**Tekst**
___
Free Your Mind Free Your Mind
327
BLOG

Kataryna miała rację

Free Your Mind Free Your Mind Rozmaitości Obserwuj notkę 147

W Polsce mnóstwo rzeczy związanych z naszym życiem działa na zasadzie: coś za coś. Gdy w jakiejś dziedzinie nam się powiedzie, to zawsze znajdzie się ktoś, kto powie, że jesteśmy słabi i beznadziejni, że „to nie to”, że „no i co z tego”, że „inni są o wiele lepsi”, albo też zwyczajnie nasz sukces będzie trzeba okupić jakimś wyrzeczeniem. Czymś za niego zapłacić. Tak stało się przed rokiem w grudniu, gdy bez wątpienia sukcesem (nie tylko moim, bo wszystkich osób, które włączyły się w tę inicjatywę) było powstanie Miasta Pana Cogito – dosłownie „z niczego”, bo z lektur mojej pisaniny i wspólnych dyskusji wielu osób spotykających się u mnie i wymieniających poglądy, osób, które częstokroć nigdy nie widziały się na oczy, lecz powiązała je pewna wspólnota ducha. W odpowiedzi na ten sukces salon24 ulokował piszących o tym blogerów (bo nie tylko mnie) w piwnicy, gdzie w ramach kwarantanny intelektualnej mieliśmy przemyśleć, czy naprawdę chcemy uprawiać „wrogą działalność” wobec s24, bo tak mądrze zinterpretowano organizowanie POLIS MPC. Za sukces więc kara. Coś za coś.
 
Tak się dzieje rok później, a więc w czasie, gdy po uprzejmym mailu R. Krawczyka (sierpień 2009) do mnie, Miasto Pana Cogito zostało zaproszone do s24 i przydzielono mu wspaniałomyślnie zielony blog. Nie minęło dużo czasu i rocznica funkcjonowania Miasta opisana na tymże blogu została potraktowana jako coś niewartego zamieszczenia na stronie głównej, bo, jak się domyślamy, jest tyle bieżących ważnych wydarzeń i tyle intrygujących postów, że czyjeś urodziny to nic ważnego. Gdyby to była kolejna rocznica mojego blogowania na s24, to sprawa nie warta byłaby większego zachodu, ale ponieważ chodzi o wielomiesięczną pracę mnóstwa osób związanych z nauką, literaturą, malarstwem, fotografią itd., to uważam, że nie mogę tego pozostawić ot, tak, jakby się nic nie stało, zwłaszcza że podobnie s24 potraktował moją notkę o pojawieniu się Przemysława Gintrowskiego w murach POLIS MPC.
___
**Sekcja danych**
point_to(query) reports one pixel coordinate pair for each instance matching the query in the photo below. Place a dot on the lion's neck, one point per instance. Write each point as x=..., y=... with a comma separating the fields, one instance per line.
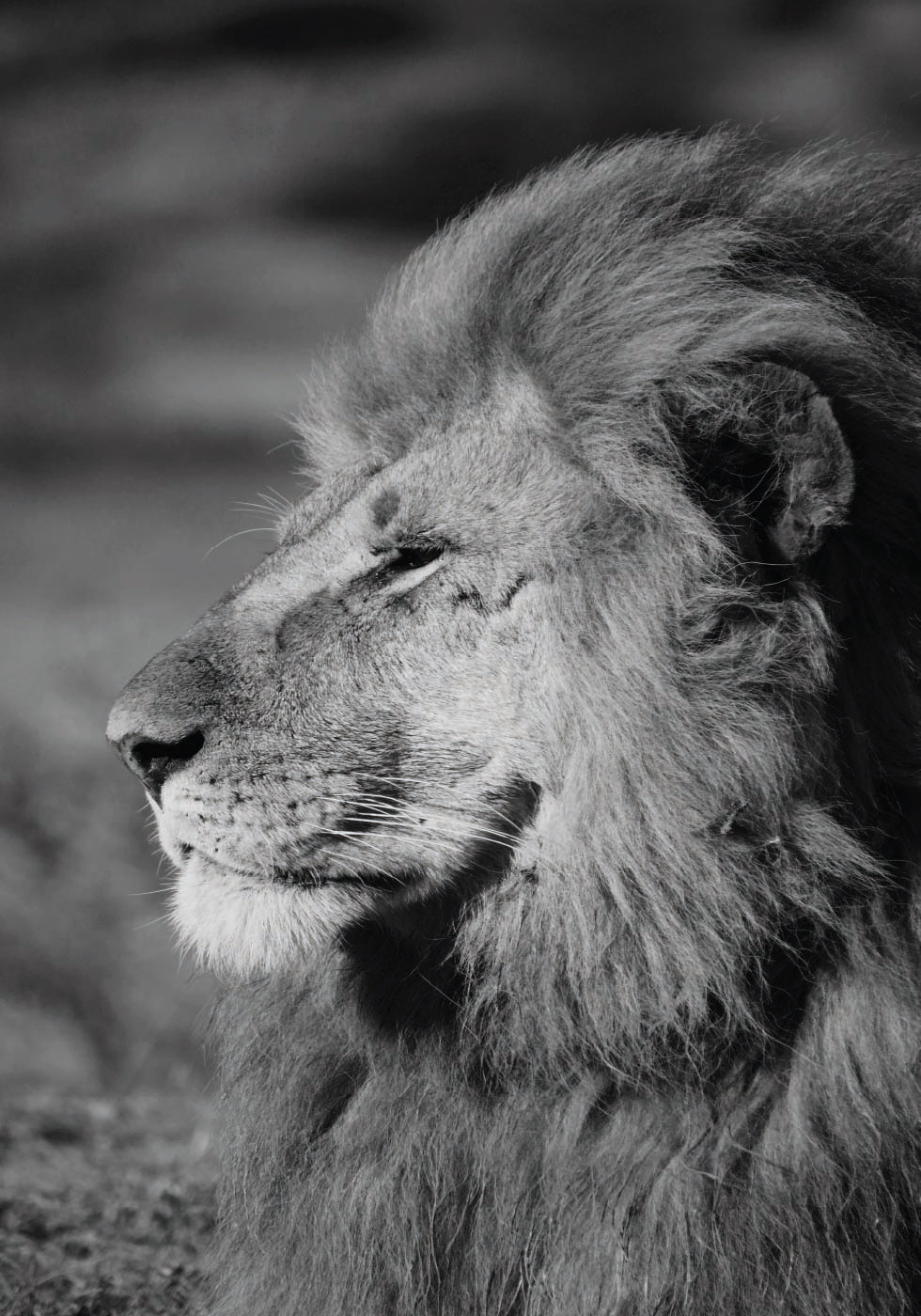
___
**Zadanie do wykonania**
Podaj dalszy ciąg wpisu o Mieście Pana Cogito i o tym, jak traktuje je salon24, zaczynając zaraz po jego ostatnim zdaniu.

**Odpowiedź do zadania**
 
Kataryna miała rację odchodząc z s24 przed paroma tygodniami (http://kataryna.salon24.pl/138282,komunikat-techniczny), mieli też rację ci blogerzy, jak np. Junona, którzy – bez względu na swoje polityczne poglądy – twierdzili, że coś bardzo złego dzieje się z s24. Nie miałem racji ja, uważając, że redakcja s24 wie, co robi - i bagatelizując te zagrożenia, na jakie wskazywali inni – przecież w ciągu roku s24 zmienił się nie do poznania, tylu autorów stąd poodchodziło. Czy na ich miejsce pojawili się ludzie piszący coś ciekawego? Zależy, co rozumieć pod pojęciem ciekawego pisania.
 
Naiwnie sądziłem, że po pojednawczych gestach ze strony redakcji s24 wróci do jakiejś racjonalnej formuły niezależnego medium. Zachodzą jednak procesy zgoła przeciwne. Można by je nazwać komercjalizacją s24, ale to raczej jest jego pauperyzacja. Owszem, pojawiają się jeszcze jakieś nowe rodzynki, typu blogi A. Dudka czy J. Żaryna, ale całe ciasto już nie jest strawne i z wolna zielenieje. A tymczasem za dwa tygodnie Boże Narodzenie! :)
 
Gdy redakcja s24 przetrzymała mnie w piwnicy, to po jakimś czasie przestałem publikować w s24, zakładając własnego bloga. Wiele osób jednak namawiało mnie usilnie, bym wrócił, bo w s24 się wygodniej komentuje, no i poza tym, sporo blogerów tam wciąż pozostawało. Dałem się namówić i po kolejnej piwnicznej kwarantannie, zostałem łaskawie dopuszczony do „emisji”. A potem sierpień i „comeback” Miasta. Pamiętam jednak głosy, które ten powrót odradzały i dziś stwierdzam, że były to głosy uzasadnione.
 
Tak naprawdę grudzień 2009 jest więc z jednej strony rocznicą istnienia POLIS MPC, z drugiej przecież rocznicą założenia przeze mnie bloga poza s24. Sam o tym zapomniałem. Powrót do przeszłości? Nie, droga, którą należy podążać dalej. Jak najdalej od s24.
 
PS.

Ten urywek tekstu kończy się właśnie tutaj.